▸ **What is required**
Say how many lines of the listing below include "return". Write only that number.
###
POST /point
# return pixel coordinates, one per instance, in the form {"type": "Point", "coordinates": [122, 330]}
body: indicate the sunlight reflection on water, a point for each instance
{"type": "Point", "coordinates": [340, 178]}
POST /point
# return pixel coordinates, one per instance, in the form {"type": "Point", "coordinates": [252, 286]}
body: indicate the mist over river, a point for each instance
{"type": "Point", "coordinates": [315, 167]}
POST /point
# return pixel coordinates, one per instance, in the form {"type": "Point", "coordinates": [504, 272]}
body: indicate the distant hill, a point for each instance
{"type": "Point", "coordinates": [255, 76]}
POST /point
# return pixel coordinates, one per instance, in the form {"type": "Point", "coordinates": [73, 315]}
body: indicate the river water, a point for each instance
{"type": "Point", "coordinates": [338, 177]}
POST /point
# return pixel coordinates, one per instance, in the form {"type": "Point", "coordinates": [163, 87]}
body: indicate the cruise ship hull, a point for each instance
###
▸ **Response for this exercise**
5